## Document passage
Hi people,
I'm looking for good gradient incidence angle materials to make some quality materials - actually, I'm trying to achieve a v-ray style look, but even just putting a chrome and shiny plastic sphere in a white room doesn't look as good, and I think it has to do with my incidence angle gradients.
Does anyone have any good materials or settings to share? I have a feeling that my materials look a bit fake because I'm only using two keys in my gradient - one for the 0 degrees angle and one for the 90 degrees angle. Somehow I get the feeling that in real life physics the fresnel effect stays lower for a long time, for example with the reflection value rising slowly from 0 to 60 degrees, and then rising fastly from 60 to 90 degrees. I get the same results with the transparency channel: if I make the gradient just linear between two keys it looks fake. If I keep the transparency high (above 85 percent) from 0 to 60 degrees, and then let it drop to 20 percent at 90 degrees, it looks a lot better.

## Supplied records
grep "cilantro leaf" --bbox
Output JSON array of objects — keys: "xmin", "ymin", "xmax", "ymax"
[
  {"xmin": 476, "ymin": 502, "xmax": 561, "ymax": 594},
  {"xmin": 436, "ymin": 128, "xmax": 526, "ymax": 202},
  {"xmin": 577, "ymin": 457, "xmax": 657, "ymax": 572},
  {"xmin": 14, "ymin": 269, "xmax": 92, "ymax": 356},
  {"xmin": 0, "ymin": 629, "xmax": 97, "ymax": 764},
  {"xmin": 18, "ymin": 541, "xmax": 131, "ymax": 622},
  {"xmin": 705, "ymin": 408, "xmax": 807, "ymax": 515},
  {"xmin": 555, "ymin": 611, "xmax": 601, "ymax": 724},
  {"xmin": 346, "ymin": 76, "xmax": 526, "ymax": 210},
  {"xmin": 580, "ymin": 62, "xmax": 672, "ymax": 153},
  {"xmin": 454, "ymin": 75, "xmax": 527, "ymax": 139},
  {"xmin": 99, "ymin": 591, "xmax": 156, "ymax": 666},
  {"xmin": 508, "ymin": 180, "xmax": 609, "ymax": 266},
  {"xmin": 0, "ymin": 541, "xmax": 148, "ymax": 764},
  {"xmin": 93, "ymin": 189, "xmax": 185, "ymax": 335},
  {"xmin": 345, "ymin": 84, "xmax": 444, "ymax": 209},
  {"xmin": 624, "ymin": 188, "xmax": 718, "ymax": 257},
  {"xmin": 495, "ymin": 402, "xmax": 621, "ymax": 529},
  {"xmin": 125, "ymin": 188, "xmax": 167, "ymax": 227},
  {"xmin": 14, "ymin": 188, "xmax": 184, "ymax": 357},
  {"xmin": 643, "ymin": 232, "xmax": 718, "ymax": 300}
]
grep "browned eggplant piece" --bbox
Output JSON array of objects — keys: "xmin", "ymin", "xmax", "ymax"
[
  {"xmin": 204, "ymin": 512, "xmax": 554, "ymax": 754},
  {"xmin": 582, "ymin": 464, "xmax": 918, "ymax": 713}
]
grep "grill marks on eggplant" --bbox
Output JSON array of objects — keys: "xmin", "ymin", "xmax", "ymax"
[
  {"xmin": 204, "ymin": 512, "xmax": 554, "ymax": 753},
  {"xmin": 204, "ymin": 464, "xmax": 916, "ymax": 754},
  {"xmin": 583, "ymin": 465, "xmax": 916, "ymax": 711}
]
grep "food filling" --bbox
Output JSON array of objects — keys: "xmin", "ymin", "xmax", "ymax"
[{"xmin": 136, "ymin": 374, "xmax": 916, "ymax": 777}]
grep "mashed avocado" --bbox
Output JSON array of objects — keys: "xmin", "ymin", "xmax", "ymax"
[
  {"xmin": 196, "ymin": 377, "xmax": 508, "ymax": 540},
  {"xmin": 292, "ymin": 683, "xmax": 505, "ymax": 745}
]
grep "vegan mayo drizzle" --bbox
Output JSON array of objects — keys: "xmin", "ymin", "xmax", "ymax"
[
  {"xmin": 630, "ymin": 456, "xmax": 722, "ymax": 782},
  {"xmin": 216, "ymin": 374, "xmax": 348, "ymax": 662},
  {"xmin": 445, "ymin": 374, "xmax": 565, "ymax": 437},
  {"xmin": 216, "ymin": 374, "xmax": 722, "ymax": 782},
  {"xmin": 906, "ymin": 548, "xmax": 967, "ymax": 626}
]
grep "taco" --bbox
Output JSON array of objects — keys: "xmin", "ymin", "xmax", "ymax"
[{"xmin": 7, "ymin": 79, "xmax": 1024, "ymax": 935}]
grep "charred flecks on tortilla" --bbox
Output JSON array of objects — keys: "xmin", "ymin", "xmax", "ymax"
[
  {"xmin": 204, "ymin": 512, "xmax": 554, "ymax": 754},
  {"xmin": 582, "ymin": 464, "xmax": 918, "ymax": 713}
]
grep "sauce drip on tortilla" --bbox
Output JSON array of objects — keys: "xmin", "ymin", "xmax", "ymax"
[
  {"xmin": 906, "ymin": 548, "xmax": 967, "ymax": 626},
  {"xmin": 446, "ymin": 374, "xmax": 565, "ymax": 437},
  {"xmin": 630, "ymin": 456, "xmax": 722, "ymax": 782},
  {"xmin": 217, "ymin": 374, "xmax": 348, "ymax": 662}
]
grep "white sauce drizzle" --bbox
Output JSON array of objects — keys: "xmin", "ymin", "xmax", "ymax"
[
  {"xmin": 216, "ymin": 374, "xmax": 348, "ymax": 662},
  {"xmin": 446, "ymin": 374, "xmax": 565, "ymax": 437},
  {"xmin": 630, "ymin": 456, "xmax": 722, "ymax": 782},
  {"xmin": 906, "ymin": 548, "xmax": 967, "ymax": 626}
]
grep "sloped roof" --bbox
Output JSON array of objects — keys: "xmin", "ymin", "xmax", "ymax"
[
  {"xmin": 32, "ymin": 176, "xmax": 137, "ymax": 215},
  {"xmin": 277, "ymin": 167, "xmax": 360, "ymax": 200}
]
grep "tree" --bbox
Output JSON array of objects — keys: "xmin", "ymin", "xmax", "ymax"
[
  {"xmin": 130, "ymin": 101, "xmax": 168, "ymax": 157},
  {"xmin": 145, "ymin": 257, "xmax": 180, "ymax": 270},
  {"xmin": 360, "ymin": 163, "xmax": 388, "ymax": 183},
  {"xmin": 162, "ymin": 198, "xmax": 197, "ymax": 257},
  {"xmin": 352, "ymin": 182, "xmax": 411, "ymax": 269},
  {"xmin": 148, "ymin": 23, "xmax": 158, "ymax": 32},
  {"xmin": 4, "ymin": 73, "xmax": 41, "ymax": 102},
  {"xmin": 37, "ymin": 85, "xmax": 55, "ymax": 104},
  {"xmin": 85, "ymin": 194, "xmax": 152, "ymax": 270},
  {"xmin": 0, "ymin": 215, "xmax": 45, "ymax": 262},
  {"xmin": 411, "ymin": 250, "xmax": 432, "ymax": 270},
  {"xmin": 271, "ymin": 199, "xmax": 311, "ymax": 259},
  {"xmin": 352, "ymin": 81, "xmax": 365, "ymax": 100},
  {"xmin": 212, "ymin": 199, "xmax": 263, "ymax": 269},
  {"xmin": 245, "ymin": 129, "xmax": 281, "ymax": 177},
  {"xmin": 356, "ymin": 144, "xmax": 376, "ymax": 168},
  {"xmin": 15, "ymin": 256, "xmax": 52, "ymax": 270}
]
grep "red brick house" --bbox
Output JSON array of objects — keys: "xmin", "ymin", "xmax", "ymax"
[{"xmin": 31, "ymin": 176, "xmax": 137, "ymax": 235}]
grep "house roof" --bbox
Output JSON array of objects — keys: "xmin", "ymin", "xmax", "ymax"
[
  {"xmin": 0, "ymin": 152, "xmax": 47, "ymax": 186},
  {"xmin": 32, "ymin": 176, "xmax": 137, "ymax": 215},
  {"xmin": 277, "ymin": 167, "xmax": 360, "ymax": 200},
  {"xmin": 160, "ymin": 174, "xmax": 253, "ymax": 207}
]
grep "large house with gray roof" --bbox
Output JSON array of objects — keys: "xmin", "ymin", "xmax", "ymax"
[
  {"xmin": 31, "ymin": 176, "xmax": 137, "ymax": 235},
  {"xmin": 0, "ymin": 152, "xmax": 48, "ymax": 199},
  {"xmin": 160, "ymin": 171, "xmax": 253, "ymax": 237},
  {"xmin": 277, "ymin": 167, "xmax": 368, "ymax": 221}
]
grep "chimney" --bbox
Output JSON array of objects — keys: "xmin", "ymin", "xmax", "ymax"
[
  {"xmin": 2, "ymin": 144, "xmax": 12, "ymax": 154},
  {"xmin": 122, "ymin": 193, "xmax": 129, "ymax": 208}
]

## Tasks to perform
[1] Please show every line of the listing that contains the string "roof".
[2] Carry on with the forum post about incidence angle gradients, starting after its last sentence.
The listing is unrelated to the forum post about incidence angle gradients.

## Task responses
[1]
grep "sloped roof" --bbox
grep "house roof" --bbox
grep "large house with gray roof" --bbox

[2]
Soo.. I have some clue as to what would make my materials look more realistic, but do any of you have concrete good values for this, because I feel as if I'm just screwing around here..
Thanks,
Thomas
Good fresnel settings - incidence angle gradient
Re: Good fresnel settings - incidence angle gradient
Hi,
here is basic setup that I use all the time for reflective materials. It does pretty much the same as Vray material - automaticaly compensating diffuse when reflection is used. It's made up of a couple of nodes and it works very well. If you have some question about it just ask...
here is basic setup that I use all the time for reflective materials. It does pretty much the same as Vray material - automaticaly compensating diffuse when reflection is used. It's made up of a couple of nodes and it works very well. If you have some question about it just ask...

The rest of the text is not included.